**THE PROBLEM:** In the listing below, copy everything from the line containing "Q: Point out each instance of the barren" down to the end, keeping the request lines. Scale each point coordinate in the answers by 0.2, round to whole numbers with halves rounded up, and give only those lines.

▽

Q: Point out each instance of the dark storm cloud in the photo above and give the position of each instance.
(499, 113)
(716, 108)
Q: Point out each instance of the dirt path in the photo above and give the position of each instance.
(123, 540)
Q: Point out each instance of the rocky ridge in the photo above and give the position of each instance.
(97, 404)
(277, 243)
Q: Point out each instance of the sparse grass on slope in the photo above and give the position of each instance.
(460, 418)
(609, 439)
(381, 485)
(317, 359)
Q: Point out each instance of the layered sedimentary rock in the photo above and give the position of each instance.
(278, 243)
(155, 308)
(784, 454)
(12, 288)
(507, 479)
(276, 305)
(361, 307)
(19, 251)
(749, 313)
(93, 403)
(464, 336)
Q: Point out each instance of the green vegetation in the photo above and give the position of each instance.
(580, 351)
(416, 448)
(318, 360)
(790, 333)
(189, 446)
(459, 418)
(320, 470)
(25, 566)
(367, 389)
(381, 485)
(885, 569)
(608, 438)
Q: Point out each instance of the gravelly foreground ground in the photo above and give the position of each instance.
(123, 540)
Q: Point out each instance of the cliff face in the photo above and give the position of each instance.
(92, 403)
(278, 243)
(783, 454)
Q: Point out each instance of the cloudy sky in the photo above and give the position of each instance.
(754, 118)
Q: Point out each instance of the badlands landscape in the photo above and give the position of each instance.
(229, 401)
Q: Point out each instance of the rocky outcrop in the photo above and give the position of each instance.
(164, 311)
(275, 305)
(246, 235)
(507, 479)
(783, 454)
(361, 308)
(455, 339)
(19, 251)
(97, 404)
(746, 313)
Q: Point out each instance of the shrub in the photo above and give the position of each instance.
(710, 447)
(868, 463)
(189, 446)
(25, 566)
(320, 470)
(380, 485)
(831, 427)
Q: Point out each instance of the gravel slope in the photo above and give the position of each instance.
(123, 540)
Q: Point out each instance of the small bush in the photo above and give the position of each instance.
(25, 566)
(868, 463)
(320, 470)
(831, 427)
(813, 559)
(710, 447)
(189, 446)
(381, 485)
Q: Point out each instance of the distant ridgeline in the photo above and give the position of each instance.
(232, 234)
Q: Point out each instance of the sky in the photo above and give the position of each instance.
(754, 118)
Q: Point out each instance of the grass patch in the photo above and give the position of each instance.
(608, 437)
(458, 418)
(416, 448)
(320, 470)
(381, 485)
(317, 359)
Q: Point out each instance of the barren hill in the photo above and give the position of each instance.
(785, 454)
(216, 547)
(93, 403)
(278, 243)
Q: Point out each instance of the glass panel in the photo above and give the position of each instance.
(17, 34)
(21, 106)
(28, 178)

△

**EXERCISE ANSWER:**
Q: Point out each instance of the barren hill in the photo above and give the position of each instance.
(157, 91)
(43, 109)
(19, 81)
(56, 49)
Q: Point out each instance of the glass panel in the photo above and give the position of each instance.
(3, 7)
(4, 21)
(6, 36)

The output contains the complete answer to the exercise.